Proviamo a ricostruire qualche passaggio. Nel titolo di un articolo uscito su “Repubblica” il 3 febbraio 2012, leggevamo «Fortezza, padiglioni in scadenza. Corsa suspence per salvare Pitti» http://ricerca.repubblica.it/repubblica/archivio/repubblica/2012/02/03/fortezza-suspense-per-salvare-pitti.html. Si veniva a sapere che esisteva un progetto con tanto di rendering pubblicato nel quotidiano, che avrebbe sostituito ai padiglioni da demolire (perché incongrui e non autorizzati), spazi espositivi sotterranei, ricoperti da un giardino pensile «lungo oltre un chilometro a disposizione della città, oltre a tre grandi piazze al posto dei padiglioni abbattuti e l’auditorium multiuso da 4.000 posti sotto il vascone».

**Record estratti**.
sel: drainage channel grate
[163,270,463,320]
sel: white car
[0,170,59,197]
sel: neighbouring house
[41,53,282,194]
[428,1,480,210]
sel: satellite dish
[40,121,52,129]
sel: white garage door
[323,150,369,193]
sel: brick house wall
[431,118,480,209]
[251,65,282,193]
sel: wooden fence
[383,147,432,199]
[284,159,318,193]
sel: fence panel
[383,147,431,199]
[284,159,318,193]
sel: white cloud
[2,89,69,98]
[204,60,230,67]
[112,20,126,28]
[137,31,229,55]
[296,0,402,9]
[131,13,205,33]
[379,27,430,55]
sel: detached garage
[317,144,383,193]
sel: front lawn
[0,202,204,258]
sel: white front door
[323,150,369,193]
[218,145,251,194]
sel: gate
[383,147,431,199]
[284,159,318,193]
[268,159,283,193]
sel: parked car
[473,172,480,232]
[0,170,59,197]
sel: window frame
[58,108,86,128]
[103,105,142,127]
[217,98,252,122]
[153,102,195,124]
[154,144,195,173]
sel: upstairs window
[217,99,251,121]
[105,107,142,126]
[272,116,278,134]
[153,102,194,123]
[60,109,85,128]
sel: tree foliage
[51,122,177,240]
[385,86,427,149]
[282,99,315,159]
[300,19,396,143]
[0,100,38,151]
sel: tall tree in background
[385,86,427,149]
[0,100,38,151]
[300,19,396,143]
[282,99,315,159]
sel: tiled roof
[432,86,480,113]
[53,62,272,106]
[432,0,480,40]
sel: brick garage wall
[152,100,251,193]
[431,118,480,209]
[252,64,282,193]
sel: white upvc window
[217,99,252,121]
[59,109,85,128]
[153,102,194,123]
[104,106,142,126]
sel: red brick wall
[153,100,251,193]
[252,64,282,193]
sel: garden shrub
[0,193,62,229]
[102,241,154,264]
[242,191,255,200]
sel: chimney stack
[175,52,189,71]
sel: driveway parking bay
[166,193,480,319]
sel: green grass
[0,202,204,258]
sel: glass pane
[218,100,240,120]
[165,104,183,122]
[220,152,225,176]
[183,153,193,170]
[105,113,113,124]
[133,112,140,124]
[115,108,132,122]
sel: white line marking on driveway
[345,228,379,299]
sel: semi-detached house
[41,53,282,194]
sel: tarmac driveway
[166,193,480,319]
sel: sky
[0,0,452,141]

**DA FARE**. Elenca, per favore, le strutture e gli spazi che, secondo l'estratto selezionato, erano previsti dal progetto pubblicato con il rendering.

**ESITO DEL COMPITO**.
- spazi espositivi sotterranei
- un giardino pensile lungo oltre un chilometro
- tre grandi piazze al posto dei padiglioni abbattuti
- un auditorium multiuso da 4.000 posti sotto il vascone